■ WHAT NEEDS TO BE DONE ■
When you repeat the entries, reproduce each line exactly and omit every picture.

Referring expression data:
#####

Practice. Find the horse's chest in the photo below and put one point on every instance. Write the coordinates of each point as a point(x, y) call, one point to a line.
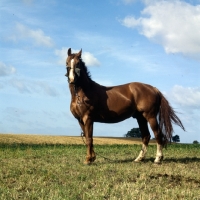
point(78, 109)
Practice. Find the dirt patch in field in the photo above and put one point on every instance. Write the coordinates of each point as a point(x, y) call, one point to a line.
point(46, 139)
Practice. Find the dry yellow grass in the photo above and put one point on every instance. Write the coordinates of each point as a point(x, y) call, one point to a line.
point(42, 139)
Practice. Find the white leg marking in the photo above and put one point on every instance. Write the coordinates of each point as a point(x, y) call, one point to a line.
point(159, 154)
point(71, 72)
point(142, 153)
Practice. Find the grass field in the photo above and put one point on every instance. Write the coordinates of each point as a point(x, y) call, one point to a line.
point(32, 167)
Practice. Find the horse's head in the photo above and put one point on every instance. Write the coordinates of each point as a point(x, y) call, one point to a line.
point(73, 63)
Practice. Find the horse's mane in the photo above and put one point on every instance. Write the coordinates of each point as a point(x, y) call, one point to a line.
point(85, 69)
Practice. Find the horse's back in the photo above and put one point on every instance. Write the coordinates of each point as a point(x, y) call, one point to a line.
point(145, 96)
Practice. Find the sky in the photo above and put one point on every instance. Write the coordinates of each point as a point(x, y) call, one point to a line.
point(149, 41)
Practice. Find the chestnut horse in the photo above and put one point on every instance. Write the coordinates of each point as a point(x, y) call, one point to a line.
point(91, 102)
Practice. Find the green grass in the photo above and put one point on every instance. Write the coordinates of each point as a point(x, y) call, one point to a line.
point(46, 171)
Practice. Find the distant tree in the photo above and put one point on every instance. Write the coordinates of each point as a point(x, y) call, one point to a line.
point(176, 138)
point(134, 132)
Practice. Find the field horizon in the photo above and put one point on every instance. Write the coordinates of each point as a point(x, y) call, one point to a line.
point(51, 167)
point(58, 139)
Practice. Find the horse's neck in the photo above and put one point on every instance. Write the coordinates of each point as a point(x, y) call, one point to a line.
point(82, 87)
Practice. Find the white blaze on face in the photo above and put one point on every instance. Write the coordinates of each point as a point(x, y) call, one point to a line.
point(71, 72)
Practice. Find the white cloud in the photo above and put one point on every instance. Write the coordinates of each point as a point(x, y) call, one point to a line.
point(32, 86)
point(37, 36)
point(173, 24)
point(90, 60)
point(87, 57)
point(129, 1)
point(6, 70)
point(186, 96)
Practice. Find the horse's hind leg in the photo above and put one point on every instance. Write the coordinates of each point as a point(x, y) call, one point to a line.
point(142, 122)
point(159, 138)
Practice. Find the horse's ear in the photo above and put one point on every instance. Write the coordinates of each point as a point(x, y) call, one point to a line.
point(79, 53)
point(69, 52)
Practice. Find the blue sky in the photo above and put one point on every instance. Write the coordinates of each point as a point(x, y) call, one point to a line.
point(150, 41)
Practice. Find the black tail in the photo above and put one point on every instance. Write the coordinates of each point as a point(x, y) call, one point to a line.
point(166, 116)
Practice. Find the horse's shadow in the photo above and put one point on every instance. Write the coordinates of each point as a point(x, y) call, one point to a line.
point(185, 160)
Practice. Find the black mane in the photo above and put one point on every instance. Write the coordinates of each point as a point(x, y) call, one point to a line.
point(85, 69)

#####

■ TASK OUTPUT ■
Practice. Find the horse's chest in the photo below and put one point on every instance. Write the coordinates of each point as a point(x, y) call, one point to a line.
point(78, 109)
Practice. Find the dirt patch in field in the photo above and put one point on every instance. Write the coordinates of each point as a point(x, y) call, one point to a line.
point(46, 139)
Practice. Find the dry yellow grass in the photo above and put one point on every instance. Write the coordinates of each point as a point(x, y) call, one point to a line.
point(42, 139)
Practice. Find the white leg marking in the photo above and put one point on every instance. Write the coordinates of each point as a point(x, y) call, one point to a line.
point(159, 154)
point(71, 72)
point(142, 153)
Practice. Find the grass field in the photo above and put one point on every instance. Write the coordinates of each point as a point(x, y) call, one point to a line.
point(32, 167)
Practice. Find the horse's head in the photo above and put one point on every instance. Write the coordinates of each point as a point(x, y) call, one point to a line.
point(73, 63)
Practice. Find the horse's mane in the photo above and put one point on every instance. Write the coordinates of each point as a point(x, y) call, one point to a line.
point(85, 69)
Practice. Find the horse's back in the photo above and put one point on every instance. Write the coordinates of each point as a point(x, y) call, one point to a line.
point(145, 96)
Practice. Find the sky in the photo above and put one point on every instance. Write the coordinates of each point as a point(x, y) call, one point to a line.
point(149, 41)
Practice. Find the chestnut horse in the photo above and put one point on every instance. Write the coordinates of each point as a point(x, y) call, one point to a line.
point(91, 102)
Practice. Find the green grass in the photo above and put one point on every instance. Write the coordinates of each point as a point(x, y) call, one point to a line.
point(46, 171)
Practice. Find the distant tree in the photo above and put one point on every instance. Write the coordinates of each point as a point(x, y) call, one point to a line.
point(176, 138)
point(134, 132)
Practice. Find the field horizon in the photo above and put one point on every instance. Write the coordinates of each point as a point(x, y) call, one point to a line.
point(51, 167)
point(58, 139)
Practice. Find the horse's neck in the photo above and put one point on every instance. Write the coordinates of each point as a point(x, y) call, one point to a line.
point(82, 87)
Practice. Find the white blaze on face in the photo above and put one point on every instance. Write the coordinates of each point as a point(x, y) call, one point to a line.
point(71, 72)
Practice. Find the white cloud in the photo above and put one point on every instance. Write the coordinates of each point as a point(x, y) call, one point to a line.
point(32, 86)
point(37, 36)
point(173, 24)
point(90, 60)
point(87, 57)
point(129, 1)
point(6, 70)
point(186, 96)
Practice. Find the horse's hind leg in the photo above and put one point on every instance. Write the coordinates of each point as a point(x, y) call, one point to a line.
point(142, 122)
point(159, 138)
Practice. Find the horse's ear in the photo above and put one point on every instance. Write the coordinates of each point as a point(x, y) call, one point to a line.
point(79, 53)
point(69, 52)
Practice. Find the blue sky in the photo above and put one point on every instance. Write the coordinates of each point as a point(x, y) call, one point to a line.
point(150, 41)
Practice. Find the black tail in the photo above and put one point on every instance. Write the coordinates of each point as a point(x, y) call, one point to a line.
point(166, 116)
Practice. Find the horse's shadow in the photo above and put one point on every instance. Write the coordinates of each point as a point(x, y) call, one point to a line.
point(185, 160)
Practice. Find the black mane in the photo above and put one point on every instance. Write the coordinates of each point as a point(x, y) call, one point to a line.
point(85, 69)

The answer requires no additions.